* **Exercise**
Only one stretch of the data is wanted: the line containing "locate: rocky shoreline", the line containing "locate: turquoise water", and every line between them, copied exactly.

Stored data
======
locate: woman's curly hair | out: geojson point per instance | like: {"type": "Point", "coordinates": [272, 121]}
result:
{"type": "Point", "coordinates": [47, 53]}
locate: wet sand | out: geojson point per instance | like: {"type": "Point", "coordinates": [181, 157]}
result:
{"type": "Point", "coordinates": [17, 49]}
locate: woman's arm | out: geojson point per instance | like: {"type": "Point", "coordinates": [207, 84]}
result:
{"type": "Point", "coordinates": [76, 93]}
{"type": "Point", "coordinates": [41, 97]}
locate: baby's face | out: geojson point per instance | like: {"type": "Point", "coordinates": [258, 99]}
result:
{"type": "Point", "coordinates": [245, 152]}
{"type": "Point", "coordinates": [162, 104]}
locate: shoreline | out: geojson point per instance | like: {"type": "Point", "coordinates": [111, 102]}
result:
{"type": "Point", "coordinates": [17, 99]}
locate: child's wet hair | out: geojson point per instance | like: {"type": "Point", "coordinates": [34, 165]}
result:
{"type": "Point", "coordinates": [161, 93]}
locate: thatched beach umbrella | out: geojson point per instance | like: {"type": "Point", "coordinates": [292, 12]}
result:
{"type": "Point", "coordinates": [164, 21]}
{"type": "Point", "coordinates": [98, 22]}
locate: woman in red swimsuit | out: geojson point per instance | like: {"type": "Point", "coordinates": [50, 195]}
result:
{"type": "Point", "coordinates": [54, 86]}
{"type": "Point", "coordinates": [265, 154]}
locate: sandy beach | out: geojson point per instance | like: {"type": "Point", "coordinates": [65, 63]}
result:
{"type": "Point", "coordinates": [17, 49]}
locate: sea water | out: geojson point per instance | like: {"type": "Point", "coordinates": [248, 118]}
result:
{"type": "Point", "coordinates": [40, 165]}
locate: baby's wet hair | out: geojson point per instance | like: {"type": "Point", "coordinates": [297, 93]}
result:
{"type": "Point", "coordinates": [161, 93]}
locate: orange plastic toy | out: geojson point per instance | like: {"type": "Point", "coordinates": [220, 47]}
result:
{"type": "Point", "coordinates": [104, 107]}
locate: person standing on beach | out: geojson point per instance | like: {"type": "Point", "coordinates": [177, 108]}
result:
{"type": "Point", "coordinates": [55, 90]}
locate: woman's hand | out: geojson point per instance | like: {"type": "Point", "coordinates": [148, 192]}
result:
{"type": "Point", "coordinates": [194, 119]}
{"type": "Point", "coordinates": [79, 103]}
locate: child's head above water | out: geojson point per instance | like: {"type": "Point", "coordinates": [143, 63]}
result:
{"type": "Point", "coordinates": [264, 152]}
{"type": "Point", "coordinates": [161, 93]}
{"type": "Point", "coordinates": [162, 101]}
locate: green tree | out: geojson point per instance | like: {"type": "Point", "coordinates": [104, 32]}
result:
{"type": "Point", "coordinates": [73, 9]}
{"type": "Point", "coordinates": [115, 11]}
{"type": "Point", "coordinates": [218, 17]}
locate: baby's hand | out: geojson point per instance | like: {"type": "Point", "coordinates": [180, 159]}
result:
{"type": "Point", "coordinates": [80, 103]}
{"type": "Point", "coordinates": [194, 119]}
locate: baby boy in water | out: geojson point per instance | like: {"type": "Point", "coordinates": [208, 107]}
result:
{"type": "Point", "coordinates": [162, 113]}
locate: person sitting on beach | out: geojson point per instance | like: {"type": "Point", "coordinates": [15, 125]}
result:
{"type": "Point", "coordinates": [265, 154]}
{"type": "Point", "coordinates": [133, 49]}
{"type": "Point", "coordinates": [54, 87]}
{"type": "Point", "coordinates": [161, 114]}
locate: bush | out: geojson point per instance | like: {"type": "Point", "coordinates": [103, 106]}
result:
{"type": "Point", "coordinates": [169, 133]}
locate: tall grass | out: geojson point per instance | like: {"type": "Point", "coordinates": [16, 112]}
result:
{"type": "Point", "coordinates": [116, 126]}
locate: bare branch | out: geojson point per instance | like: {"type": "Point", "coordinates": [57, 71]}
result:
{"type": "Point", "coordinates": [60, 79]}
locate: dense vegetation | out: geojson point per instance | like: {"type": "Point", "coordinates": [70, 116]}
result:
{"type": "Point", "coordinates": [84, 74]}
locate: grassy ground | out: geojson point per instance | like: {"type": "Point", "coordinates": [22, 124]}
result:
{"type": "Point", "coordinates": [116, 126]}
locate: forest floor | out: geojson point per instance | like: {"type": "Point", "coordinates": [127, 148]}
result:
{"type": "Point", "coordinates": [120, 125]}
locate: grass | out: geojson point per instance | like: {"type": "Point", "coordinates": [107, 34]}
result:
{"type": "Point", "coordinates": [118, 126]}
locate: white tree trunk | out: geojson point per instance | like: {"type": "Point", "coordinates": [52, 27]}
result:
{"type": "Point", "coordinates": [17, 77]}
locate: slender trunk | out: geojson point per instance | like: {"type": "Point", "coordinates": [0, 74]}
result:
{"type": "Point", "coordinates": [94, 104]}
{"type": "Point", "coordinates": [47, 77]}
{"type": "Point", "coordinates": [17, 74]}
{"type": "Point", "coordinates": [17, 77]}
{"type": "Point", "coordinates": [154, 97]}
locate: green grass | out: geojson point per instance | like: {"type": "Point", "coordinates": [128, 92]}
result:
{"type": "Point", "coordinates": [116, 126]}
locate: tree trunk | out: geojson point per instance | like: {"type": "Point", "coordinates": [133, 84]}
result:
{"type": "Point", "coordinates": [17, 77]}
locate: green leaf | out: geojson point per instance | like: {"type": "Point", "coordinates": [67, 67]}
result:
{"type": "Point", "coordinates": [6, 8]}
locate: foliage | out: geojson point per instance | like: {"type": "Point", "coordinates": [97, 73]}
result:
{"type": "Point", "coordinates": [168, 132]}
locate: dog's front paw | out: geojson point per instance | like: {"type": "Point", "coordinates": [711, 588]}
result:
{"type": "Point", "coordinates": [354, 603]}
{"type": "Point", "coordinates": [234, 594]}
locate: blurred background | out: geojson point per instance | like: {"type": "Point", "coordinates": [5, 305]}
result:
======
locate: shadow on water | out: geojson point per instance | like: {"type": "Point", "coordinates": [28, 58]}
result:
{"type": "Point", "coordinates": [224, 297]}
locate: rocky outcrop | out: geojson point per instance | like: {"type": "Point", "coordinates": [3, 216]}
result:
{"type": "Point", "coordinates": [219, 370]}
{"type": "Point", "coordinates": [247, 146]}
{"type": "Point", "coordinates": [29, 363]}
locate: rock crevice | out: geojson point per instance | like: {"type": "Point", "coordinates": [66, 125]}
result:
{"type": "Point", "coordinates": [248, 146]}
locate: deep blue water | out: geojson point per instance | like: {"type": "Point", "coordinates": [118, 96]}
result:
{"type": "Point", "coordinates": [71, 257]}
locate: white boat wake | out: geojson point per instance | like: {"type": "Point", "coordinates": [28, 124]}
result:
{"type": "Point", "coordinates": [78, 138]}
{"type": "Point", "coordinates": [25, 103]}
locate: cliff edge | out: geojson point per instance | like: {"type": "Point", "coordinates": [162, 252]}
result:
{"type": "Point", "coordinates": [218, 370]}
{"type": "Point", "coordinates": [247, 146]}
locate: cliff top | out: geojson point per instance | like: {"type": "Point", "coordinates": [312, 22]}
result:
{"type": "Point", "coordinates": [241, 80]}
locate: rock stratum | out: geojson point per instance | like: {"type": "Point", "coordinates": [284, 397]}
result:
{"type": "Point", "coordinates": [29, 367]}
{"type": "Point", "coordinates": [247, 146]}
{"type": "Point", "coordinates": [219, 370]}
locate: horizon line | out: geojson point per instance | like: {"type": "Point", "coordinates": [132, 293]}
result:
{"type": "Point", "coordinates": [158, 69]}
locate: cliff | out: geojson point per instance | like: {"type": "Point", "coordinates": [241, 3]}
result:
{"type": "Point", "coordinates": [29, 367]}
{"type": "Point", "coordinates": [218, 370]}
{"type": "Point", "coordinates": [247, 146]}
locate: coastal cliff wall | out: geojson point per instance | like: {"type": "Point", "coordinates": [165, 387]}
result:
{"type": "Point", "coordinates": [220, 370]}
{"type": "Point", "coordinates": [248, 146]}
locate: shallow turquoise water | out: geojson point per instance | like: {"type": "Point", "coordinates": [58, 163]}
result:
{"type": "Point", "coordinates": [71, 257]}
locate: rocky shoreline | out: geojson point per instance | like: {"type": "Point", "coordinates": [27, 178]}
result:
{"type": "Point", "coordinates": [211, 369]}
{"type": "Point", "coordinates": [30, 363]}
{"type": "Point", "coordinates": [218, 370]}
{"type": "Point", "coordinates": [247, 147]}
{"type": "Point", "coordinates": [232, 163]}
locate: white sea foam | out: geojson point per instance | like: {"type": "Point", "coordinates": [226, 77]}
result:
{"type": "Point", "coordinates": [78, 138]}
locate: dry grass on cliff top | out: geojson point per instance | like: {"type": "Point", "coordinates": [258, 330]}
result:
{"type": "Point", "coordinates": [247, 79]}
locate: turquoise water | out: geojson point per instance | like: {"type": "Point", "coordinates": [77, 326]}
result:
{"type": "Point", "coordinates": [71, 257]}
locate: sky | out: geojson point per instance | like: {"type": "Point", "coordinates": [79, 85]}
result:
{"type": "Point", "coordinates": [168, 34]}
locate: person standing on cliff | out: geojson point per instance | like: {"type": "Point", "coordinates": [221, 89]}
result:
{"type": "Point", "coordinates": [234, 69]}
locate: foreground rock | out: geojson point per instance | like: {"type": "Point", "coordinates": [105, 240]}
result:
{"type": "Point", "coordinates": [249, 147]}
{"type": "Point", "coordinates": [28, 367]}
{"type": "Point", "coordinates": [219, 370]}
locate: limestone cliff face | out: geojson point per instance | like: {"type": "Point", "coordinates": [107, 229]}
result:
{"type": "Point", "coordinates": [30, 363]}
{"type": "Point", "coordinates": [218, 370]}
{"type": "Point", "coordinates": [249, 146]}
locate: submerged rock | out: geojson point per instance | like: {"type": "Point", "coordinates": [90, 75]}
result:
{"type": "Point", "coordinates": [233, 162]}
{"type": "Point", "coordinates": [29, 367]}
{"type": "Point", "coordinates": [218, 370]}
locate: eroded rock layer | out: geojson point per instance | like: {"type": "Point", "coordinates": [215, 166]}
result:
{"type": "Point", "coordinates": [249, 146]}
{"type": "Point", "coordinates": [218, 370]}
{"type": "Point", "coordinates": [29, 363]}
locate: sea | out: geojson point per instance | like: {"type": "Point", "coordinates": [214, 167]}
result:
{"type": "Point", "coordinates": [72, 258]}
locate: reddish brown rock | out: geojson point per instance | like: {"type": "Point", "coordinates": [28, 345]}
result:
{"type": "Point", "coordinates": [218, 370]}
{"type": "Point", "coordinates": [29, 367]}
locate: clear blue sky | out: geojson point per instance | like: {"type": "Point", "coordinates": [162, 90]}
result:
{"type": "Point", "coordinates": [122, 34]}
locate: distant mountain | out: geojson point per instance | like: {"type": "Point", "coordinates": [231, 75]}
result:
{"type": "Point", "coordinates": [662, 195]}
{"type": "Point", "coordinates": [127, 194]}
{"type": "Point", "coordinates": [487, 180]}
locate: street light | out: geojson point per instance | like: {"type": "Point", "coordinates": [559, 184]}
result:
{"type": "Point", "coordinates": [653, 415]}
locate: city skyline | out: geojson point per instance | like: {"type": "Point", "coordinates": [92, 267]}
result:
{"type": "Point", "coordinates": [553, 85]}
======
* **Result of the exercise**
locate: rocky shoreline | out: geojson point per instance | like: {"type": "Point", "coordinates": [27, 178]}
result:
{"type": "Point", "coordinates": [211, 369]}
{"type": "Point", "coordinates": [30, 363]}
{"type": "Point", "coordinates": [218, 370]}
{"type": "Point", "coordinates": [247, 147]}
{"type": "Point", "coordinates": [232, 163]}
locate: white sea foam | out: geojson point per instance | like: {"type": "Point", "coordinates": [226, 77]}
result:
{"type": "Point", "coordinates": [78, 138]}
locate: dry grass on cliff top | out: geojson point per instance | like: {"type": "Point", "coordinates": [258, 330]}
result:
{"type": "Point", "coordinates": [247, 79]}
locate: turquoise water | out: geojson point per instance | like: {"type": "Point", "coordinates": [77, 326]}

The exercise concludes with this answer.